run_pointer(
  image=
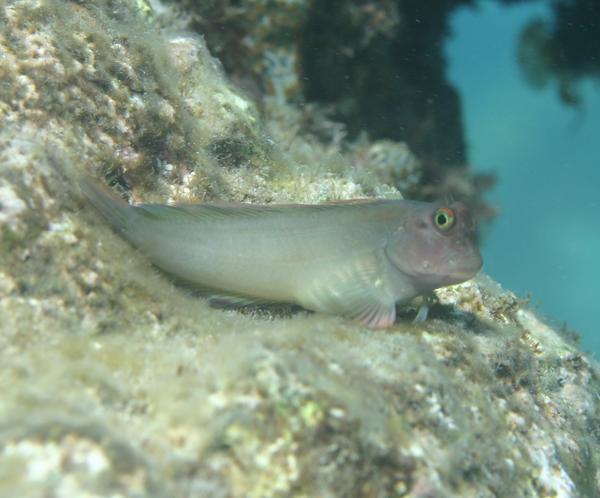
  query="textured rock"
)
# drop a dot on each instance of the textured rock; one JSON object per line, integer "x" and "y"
{"x": 117, "y": 383}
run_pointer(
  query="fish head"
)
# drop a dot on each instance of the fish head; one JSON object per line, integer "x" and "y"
{"x": 434, "y": 245}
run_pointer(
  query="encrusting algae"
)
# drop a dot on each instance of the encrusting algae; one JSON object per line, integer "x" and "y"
{"x": 116, "y": 383}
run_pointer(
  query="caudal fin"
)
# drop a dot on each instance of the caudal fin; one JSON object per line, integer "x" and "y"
{"x": 118, "y": 213}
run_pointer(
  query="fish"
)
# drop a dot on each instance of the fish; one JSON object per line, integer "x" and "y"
{"x": 358, "y": 259}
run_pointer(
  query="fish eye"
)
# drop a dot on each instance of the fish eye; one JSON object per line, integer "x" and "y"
{"x": 444, "y": 218}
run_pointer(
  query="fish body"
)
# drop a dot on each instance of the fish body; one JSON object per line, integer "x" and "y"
{"x": 356, "y": 259}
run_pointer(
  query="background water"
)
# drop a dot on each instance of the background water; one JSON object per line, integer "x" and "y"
{"x": 547, "y": 158}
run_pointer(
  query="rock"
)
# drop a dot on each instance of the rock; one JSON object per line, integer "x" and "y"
{"x": 115, "y": 382}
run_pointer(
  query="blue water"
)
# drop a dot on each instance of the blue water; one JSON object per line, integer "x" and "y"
{"x": 546, "y": 240}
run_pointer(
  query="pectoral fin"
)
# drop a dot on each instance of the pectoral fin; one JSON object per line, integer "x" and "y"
{"x": 375, "y": 315}
{"x": 355, "y": 291}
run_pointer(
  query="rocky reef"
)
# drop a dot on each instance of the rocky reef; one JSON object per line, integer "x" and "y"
{"x": 115, "y": 382}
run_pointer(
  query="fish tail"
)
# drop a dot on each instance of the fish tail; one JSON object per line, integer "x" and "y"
{"x": 118, "y": 213}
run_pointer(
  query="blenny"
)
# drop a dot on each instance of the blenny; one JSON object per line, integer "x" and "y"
{"x": 358, "y": 259}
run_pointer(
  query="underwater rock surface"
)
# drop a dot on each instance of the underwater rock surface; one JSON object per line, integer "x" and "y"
{"x": 116, "y": 383}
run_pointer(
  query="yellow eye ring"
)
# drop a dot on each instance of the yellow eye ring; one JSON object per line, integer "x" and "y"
{"x": 444, "y": 219}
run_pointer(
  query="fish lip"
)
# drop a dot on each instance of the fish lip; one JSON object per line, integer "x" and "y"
{"x": 430, "y": 281}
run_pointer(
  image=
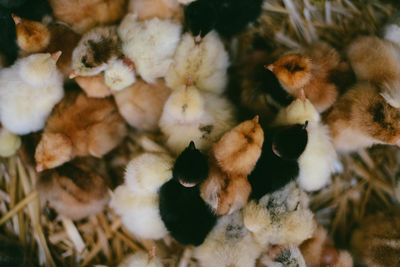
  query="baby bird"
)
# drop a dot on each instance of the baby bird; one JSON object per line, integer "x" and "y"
{"x": 150, "y": 44}
{"x": 79, "y": 126}
{"x": 278, "y": 164}
{"x": 232, "y": 159}
{"x": 74, "y": 190}
{"x": 229, "y": 244}
{"x": 316, "y": 163}
{"x": 189, "y": 115}
{"x": 185, "y": 214}
{"x": 84, "y": 15}
{"x": 310, "y": 69}
{"x": 205, "y": 64}
{"x": 137, "y": 200}
{"x": 95, "y": 50}
{"x": 29, "y": 89}
{"x": 141, "y": 104}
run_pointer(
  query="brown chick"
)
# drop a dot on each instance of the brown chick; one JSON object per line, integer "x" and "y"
{"x": 362, "y": 118}
{"x": 76, "y": 189}
{"x": 310, "y": 69}
{"x": 376, "y": 242}
{"x": 162, "y": 9}
{"x": 141, "y": 104}
{"x": 94, "y": 86}
{"x": 79, "y": 126}
{"x": 84, "y": 15}
{"x": 232, "y": 159}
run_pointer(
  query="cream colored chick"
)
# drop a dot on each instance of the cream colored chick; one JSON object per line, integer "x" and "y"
{"x": 162, "y": 9}
{"x": 316, "y": 163}
{"x": 189, "y": 115}
{"x": 9, "y": 142}
{"x": 136, "y": 201}
{"x": 140, "y": 259}
{"x": 79, "y": 126}
{"x": 29, "y": 89}
{"x": 281, "y": 218}
{"x": 228, "y": 244}
{"x": 84, "y": 15}
{"x": 95, "y": 50}
{"x": 141, "y": 104}
{"x": 205, "y": 64}
{"x": 150, "y": 44}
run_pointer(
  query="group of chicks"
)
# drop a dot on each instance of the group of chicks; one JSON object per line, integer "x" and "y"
{"x": 89, "y": 71}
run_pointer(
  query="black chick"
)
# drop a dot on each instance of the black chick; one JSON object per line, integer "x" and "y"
{"x": 185, "y": 214}
{"x": 227, "y": 17}
{"x": 277, "y": 165}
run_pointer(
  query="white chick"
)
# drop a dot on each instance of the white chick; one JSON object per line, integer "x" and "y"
{"x": 9, "y": 142}
{"x": 316, "y": 163}
{"x": 136, "y": 201}
{"x": 94, "y": 51}
{"x": 150, "y": 44}
{"x": 189, "y": 115}
{"x": 119, "y": 75}
{"x": 29, "y": 89}
{"x": 228, "y": 244}
{"x": 205, "y": 63}
{"x": 140, "y": 259}
{"x": 281, "y": 218}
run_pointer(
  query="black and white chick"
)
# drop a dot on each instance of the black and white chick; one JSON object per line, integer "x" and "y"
{"x": 185, "y": 214}
{"x": 278, "y": 164}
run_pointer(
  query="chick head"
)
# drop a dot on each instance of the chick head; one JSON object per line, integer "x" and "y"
{"x": 185, "y": 105}
{"x": 289, "y": 142}
{"x": 53, "y": 150}
{"x": 191, "y": 166}
{"x": 37, "y": 69}
{"x": 292, "y": 70}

WHAT NEEDS TO BE DONE → Please retype the material in full, exactly as it reads, apart from the images.

TASK RESULT →
run_pointer(
  image=
  query="textured rock"
)
# drop a dot on each instance of the textured rock; one JSON object per line, integer "x" and "y"
{"x": 117, "y": 383}
run_pointer(
  query="fish head"
)
# drop a dot on each instance of the fish head; one JSON object per line, integer "x" and "y"
{"x": 434, "y": 245}
run_pointer(
  query="encrusting algae"
)
# drop a dot on each instance of the encrusting algae; one JSON object per line, integer "x" and "y"
{"x": 116, "y": 383}
run_pointer(
  query="caudal fin"
)
# drop a dot on each instance of the caudal fin; one JSON object per line, integer "x" and "y"
{"x": 118, "y": 213}
run_pointer(
  query="fish"
)
# drop a dot on each instance of the fish; one JSON object per line, integer "x" and "y"
{"x": 358, "y": 259}
run_pointer(
  query="fish eye"
)
# drop a dot on each instance of the fish eye; one JSON object per line, integer "x" and "y"
{"x": 444, "y": 218}
run_pointer(
  query="fish body"
)
# drop a dot on each instance of the fish body; one JSON object per line, integer "x" and "y"
{"x": 356, "y": 259}
run_pointer(
  query="background water"
)
# drop a dot on each instance of the background water; one JSON object per line, integer "x" and "y"
{"x": 547, "y": 158}
run_pointer(
  query="rock"
)
# drop a dot on each instance of the rock; one JSON object per line, integer "x" and "y"
{"x": 115, "y": 382}
run_pointer(
  query="blue water"
)
# drop a dot on each instance of the blue water; one JSON object per line, integer "x" and "y"
{"x": 546, "y": 240}
run_pointer(
  query="pectoral fin"
)
# drop a dot on each instance of the pectoral fin; one JSON object per line, integer "x" and "y"
{"x": 375, "y": 315}
{"x": 355, "y": 291}
run_pointer(
  query="rocky reef"
)
# drop a dot on each instance of the rocky reef; one JSON object per line, integer "x" and "y"
{"x": 115, "y": 382}
run_pointer(
  query="fish tail"
)
# drop a dot on each instance of the fish tail; one JSON object per line, integer "x" and "y"
{"x": 118, "y": 213}
run_pointer(
  query="blenny"
)
# drop a dot on each instance of the blenny; one JSON object per line, integer "x" and "y"
{"x": 358, "y": 259}
run_pointer(
  query="underwater rock surface"
)
# drop a dot on each instance of the underwater rock surface; one JSON object per line, integer "x" and "y"
{"x": 116, "y": 383}
run_pointer(
  query="yellow eye ring"
)
# drop a dot on each instance of the yellow eye ring; one JSON object per line, integer "x" and "y"
{"x": 444, "y": 219}
run_pointer(
  query="fish lip"
)
# drop a dot on each instance of the fish lip; one JSON object per line, integer "x" and "y"
{"x": 430, "y": 281}
run_pointer(
  image=
  query="baby bird"
)
# drop a dot on each instance of the baby bird; one JSON object per line, integer "x" and "y"
{"x": 150, "y": 44}
{"x": 79, "y": 126}
{"x": 278, "y": 164}
{"x": 232, "y": 159}
{"x": 74, "y": 190}
{"x": 229, "y": 244}
{"x": 316, "y": 163}
{"x": 189, "y": 115}
{"x": 185, "y": 214}
{"x": 84, "y": 15}
{"x": 310, "y": 69}
{"x": 205, "y": 64}
{"x": 137, "y": 200}
{"x": 95, "y": 50}
{"x": 29, "y": 89}
{"x": 141, "y": 104}
run_pointer(
  query="brown chick"
)
# drop a dot on each instance of the brown chick; one JSON object per line, integer "x" and "y"
{"x": 362, "y": 118}
{"x": 76, "y": 189}
{"x": 310, "y": 69}
{"x": 376, "y": 242}
{"x": 162, "y": 9}
{"x": 141, "y": 104}
{"x": 94, "y": 86}
{"x": 79, "y": 126}
{"x": 84, "y": 15}
{"x": 232, "y": 159}
run_pointer(
  query="cream colored chick"
)
# drop a dot on each instance of the cream colored chick; one JSON object per line, integer "x" and "y"
{"x": 162, "y": 9}
{"x": 316, "y": 163}
{"x": 189, "y": 115}
{"x": 9, "y": 142}
{"x": 136, "y": 201}
{"x": 140, "y": 259}
{"x": 79, "y": 126}
{"x": 29, "y": 89}
{"x": 281, "y": 218}
{"x": 228, "y": 244}
{"x": 84, "y": 15}
{"x": 95, "y": 50}
{"x": 141, "y": 104}
{"x": 205, "y": 64}
{"x": 150, "y": 44}
run_pointer(
  query="group of chicks"
)
# drop a dot on each instance of the group of chicks; one JSON object per line, integer "x" and "y"
{"x": 89, "y": 71}
run_pointer(
  query="black chick"
)
# drop a dot on each instance of the black chick; one JSON object per line, integer "x" and "y"
{"x": 185, "y": 214}
{"x": 227, "y": 17}
{"x": 277, "y": 165}
run_pointer(
  query="white chick"
)
# drop a dot on each instance of the white chick; one JSON object per line, integer "x" and "y"
{"x": 9, "y": 142}
{"x": 316, "y": 163}
{"x": 136, "y": 201}
{"x": 94, "y": 51}
{"x": 150, "y": 44}
{"x": 189, "y": 115}
{"x": 119, "y": 75}
{"x": 29, "y": 89}
{"x": 228, "y": 244}
{"x": 205, "y": 63}
{"x": 140, "y": 259}
{"x": 281, "y": 218}
run_pointer(
  query="black and white chick"
)
# drop a dot on each instance of the black and white chick; one JSON object per line, integer "x" and "y"
{"x": 185, "y": 214}
{"x": 278, "y": 164}
run_pointer(
  query="chick head"
)
# drop a dot on each instance of the chick head; one JSON object per line, integer "x" and "y"
{"x": 185, "y": 105}
{"x": 289, "y": 142}
{"x": 53, "y": 150}
{"x": 191, "y": 166}
{"x": 37, "y": 69}
{"x": 292, "y": 70}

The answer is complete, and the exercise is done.